**GIVEN TEXT**
TDM-To-IP Evolution In The Metro
BY KEVIN WAYNE WILLIAMS AND SCOTT LUKES
[Go right to Offload Where It Counts]
Few will argue the notion that the "network of the future" will be
driven by packet-based Internet Protocol (IP) services. It is common
knowledge that, somewhere in 1999, packet traffic surpassed that of voice in
our nationï¿½s backbone networks. This phenomenon was facilitated primarily
by the huge investments in dense wavelength division multiplexing (DWDM)
technologies made by long-haul carriers in the past five years. Less clear,
however, is the fact that even though packet traffic dominates that of TDM
traffic, plain old TDM services still constitute 90 percent of the
approximately $200B annual North American service market.
Carriers thus face a quandary: How to leverage and protect the TDM-based
networks that currently comprise a majority of their high-margin services,
while migrating the network towards a future of IP? Nowhere is this
challenge more evident than at the edge of the metropolitan access and
transport networks, which act as on-ramps between the user and the network
A service provider's access network is necessarily complex, and resists
simplification. Generally, efforts to simplify the access network only
generate greater complexity. Not only does the equipment chosen for any
rehabilitation effort evolve during the process, acquisitions and mergers
cause even more problems. For instance a service provider based on standard
time-division multiplexing technologies can acquire a competitor that has
built a network based on ATM. Over time, most networks become a mix of
technologies: Copper, fiber, coaxial, and wireless transmission using analog
and digital encoding with time-division, cell-division, and wave-division
multiplexing. Despite the diversification of the access plant technologies,
TDM technologies account for the vast majority of the existing plant.

**SUPPLIED ENTRIES**

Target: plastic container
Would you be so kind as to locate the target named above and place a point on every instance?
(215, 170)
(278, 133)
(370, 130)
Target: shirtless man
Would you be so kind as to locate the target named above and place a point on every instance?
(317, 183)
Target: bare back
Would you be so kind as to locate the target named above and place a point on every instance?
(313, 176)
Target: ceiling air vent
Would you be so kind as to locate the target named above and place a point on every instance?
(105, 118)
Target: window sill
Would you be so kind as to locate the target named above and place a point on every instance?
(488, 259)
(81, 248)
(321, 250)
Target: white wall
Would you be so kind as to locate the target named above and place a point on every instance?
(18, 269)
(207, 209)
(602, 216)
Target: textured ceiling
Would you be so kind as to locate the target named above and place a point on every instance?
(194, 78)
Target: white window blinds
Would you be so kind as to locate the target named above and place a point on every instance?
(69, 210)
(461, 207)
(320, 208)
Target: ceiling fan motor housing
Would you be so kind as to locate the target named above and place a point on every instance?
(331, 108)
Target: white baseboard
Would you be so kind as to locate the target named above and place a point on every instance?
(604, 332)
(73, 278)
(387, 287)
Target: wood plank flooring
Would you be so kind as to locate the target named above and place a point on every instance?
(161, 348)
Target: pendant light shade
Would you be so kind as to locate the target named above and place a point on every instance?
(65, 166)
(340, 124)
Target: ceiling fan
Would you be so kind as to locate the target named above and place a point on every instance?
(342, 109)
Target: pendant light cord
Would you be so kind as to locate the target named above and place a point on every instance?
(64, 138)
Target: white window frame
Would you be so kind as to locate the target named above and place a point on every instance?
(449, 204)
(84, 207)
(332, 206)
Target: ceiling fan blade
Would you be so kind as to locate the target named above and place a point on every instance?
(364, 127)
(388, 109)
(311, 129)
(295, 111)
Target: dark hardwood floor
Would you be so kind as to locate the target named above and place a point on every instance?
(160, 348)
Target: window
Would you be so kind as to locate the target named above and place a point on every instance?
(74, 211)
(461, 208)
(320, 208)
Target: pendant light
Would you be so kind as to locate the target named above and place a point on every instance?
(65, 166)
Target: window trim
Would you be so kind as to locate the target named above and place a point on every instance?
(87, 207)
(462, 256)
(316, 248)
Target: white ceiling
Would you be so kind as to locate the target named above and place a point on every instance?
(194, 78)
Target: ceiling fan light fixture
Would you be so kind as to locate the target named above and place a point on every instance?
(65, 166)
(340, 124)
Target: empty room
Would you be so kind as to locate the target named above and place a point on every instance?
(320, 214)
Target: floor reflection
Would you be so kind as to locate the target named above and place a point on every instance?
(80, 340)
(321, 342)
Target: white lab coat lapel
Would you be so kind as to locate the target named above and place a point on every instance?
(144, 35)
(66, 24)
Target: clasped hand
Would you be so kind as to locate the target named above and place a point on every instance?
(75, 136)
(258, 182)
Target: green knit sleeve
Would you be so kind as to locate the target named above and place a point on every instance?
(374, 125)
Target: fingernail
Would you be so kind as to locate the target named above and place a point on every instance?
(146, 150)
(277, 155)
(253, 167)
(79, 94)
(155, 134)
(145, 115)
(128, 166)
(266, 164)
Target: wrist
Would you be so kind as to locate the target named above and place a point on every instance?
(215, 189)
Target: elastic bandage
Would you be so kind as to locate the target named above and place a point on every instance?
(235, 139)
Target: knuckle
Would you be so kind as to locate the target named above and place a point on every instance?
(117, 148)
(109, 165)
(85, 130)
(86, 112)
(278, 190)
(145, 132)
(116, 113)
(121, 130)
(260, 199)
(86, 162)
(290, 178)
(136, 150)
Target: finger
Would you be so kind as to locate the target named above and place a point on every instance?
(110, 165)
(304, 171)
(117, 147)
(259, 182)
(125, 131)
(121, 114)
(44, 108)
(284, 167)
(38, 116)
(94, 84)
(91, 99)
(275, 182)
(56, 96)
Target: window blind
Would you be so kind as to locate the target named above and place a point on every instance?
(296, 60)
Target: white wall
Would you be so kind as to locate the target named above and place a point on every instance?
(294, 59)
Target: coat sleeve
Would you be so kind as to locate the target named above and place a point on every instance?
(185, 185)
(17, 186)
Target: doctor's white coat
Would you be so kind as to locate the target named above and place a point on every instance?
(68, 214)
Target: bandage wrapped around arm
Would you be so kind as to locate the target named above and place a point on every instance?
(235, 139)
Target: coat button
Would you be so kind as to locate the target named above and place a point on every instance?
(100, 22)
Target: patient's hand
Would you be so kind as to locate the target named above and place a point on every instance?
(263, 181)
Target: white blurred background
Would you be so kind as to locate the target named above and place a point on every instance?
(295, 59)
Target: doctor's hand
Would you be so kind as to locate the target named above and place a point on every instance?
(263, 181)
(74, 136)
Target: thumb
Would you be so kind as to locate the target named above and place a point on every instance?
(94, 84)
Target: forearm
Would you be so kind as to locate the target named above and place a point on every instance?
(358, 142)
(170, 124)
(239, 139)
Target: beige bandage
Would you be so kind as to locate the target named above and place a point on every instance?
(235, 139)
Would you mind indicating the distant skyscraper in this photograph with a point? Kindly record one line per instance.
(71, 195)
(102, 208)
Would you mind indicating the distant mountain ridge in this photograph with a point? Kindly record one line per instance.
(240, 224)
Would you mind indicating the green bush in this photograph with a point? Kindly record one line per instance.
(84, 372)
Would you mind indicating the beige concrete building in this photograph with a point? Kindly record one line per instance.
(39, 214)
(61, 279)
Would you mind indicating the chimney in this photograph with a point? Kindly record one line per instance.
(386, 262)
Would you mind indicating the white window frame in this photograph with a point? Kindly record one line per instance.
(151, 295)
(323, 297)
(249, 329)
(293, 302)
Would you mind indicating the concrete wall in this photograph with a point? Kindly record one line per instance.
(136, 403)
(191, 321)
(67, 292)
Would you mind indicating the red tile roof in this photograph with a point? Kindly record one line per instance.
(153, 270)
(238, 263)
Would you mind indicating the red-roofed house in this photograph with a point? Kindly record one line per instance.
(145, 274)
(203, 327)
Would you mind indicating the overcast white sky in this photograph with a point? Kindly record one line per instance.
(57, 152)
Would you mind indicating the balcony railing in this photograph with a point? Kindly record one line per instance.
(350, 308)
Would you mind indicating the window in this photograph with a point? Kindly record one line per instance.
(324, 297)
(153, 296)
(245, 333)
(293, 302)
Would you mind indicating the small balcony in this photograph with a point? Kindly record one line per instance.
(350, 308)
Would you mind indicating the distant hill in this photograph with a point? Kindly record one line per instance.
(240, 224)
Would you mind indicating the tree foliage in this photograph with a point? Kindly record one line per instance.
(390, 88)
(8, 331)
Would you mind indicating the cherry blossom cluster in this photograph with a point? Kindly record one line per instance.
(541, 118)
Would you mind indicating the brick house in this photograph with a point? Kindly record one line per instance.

**TASK DIRECTIONS**
Reproduce the passage of the TDM-to-IP article starting at "TDM-To-IP Evolution In" and ending at "division multiplexing (DWDM)".

**COMPLETE OUTPUT**
TDM-To-IP Evolution In The Metro
BY KEVIN WAYNE WILLIAMS AND SCOTT LUKES
[Go right to Offload Where It Counts]
Few will argue the notion that the "network of the future" will be
driven by packet-based Internet Protocol (IP) services. It is common
knowledge that, somewhere in 1999, packet traffic surpassed that of voice in
our nationï¿½s backbone networks. This phenomenon was facilitated primarily
by the huge investments in dense wavelength division multiplexing (DWDM)